***** Selected passage
This article was published 26/01/2013 (3782 days ago), so information in it may no longer be current.
In his recent Django Unchained as well as 2009’s Inglourious Basterds, filmmaker Quentin Tarantino breaks the ultimate artistic taboo: Having fun with the concepts of mass murder and genocide.
Django is an action flick where African-American slaves get to burn down a Southern U.S. Plantation. Basterds took the revenge fantasy even further by depicting the assassination of Adolf Hitler by Jews during the Second World War.
While it’s safe to say no discerning film-goer would leave either flick believing in the empowerment of slavery-era African-Americans or European Jews during the Holocaust, the sheer extent of the on-screen revisionism — let alone the joyful tone — poses troubling questions for artists of all stripes.

In the immediate aftermath of the Second World War, when the West first learned the full extent of the Holocaust, philosophers, authors and artists alike shunned the notion of using genocide as the basis for art.
“Writing poetry after Auschwitz is barbaric, the German cultural critic and musicologist Theodor Adorno famously quipped.
The sheer scale of genocide made it unfathomable to the point where any artistic depiction ultimately fails, Adorno argued. Thinkers as diverse as journalist Hannah Arendt, author Elie Wiesel and Catholic theologian Johann Baptist Metz also elucidated on this notion, to the point where some critics even trashed The Diary of Anne Frank as painting a far-too-cuddly picture of the Holocaust.
A softening of the idea art could not contemplate human atrocities took place in the 1970s and 1980s, when critics and audiences alike accepted works such as the U.S. slavery miniseries Roots, based on the Alex Haley novel, and The Killing Fields, a film about the atrocities perpetrated by the Khmer Rouge regime in Cambodia. In the late 20th Century, it became OK to attempt to tell stories about human suffering if the intent was to shine a little light on history.
But now that the pendulum has swung so far beyond historical storytelling to facile revisionism, it’s worth demanding artists return to a documentarian approach to subjects as serious as genocide. And if you’re looking for a guideline, there may be no better living model than composer Steve Reich, who has managed to create successful and respectful music out of both the Holocaust and the destruction of the World Trade Center.
**********
***** Items
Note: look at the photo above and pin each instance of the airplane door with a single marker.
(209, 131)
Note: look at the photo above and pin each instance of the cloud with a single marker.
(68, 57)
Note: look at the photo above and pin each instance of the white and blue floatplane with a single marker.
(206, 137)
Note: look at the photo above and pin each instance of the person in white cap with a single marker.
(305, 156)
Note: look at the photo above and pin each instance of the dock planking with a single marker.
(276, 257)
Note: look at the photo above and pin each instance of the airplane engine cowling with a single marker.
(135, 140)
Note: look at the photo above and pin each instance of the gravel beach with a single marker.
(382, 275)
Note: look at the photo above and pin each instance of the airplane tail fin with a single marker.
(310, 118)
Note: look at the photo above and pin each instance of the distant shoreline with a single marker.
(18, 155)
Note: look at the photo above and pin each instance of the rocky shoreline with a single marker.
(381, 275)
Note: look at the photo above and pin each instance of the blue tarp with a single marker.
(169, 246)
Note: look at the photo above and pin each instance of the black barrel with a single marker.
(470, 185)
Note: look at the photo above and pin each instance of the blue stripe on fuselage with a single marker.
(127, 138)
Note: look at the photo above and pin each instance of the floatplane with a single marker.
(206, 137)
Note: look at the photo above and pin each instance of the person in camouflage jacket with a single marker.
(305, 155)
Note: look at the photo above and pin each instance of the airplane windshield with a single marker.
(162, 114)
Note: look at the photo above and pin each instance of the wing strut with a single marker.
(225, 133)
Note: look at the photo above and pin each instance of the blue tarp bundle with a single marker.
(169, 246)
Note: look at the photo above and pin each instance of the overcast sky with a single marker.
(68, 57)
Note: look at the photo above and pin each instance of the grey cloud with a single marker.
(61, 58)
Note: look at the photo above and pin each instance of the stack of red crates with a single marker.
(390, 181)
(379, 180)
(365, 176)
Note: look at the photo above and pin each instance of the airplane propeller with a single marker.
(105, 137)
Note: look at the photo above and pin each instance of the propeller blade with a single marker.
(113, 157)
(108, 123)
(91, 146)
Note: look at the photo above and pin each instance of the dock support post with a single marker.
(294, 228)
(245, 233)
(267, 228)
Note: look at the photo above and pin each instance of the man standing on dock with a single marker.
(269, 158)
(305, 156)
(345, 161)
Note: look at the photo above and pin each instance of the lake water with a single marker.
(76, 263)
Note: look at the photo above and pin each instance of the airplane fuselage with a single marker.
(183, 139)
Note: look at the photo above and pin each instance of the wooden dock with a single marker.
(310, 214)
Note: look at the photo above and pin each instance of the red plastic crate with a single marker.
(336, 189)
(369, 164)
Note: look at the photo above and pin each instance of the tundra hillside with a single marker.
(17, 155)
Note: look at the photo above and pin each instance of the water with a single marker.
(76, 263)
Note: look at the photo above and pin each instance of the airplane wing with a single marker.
**********
* **What you will do**
- A) From the article on art and genocide, reproduce the stretch from "But now that" through "World Trade Center.".
- B) Summarize the article on art and genocide in two sentences.

* **Solution set**
- A)
But now that the pendulum has swung so far beyond historical storytelling to facile revisionism, it’s worth demanding artists return to a documentarian approach to subjects as serious as genocide. And if you’re looking for a guideline, there may be no better living model than composer Steve Reich, who has managed to create successful and respectful music out of both the Holocaust and the destruction of the World Trade Center.

- B) In Django Unchained and Inglourious Basterds, Quentin Tarantino has fun with mass murder and genocide through revenge fantasies, and the article says this revisionism poses troubling questions for artists. After the Second World War, thinkers such as Theodor Adorno shunned genocide as a basis for art, a stance that softened in the 1970s and 1980s, and the article now urges artists to return to a documentarian approach, naming composer Steve Reich as a model.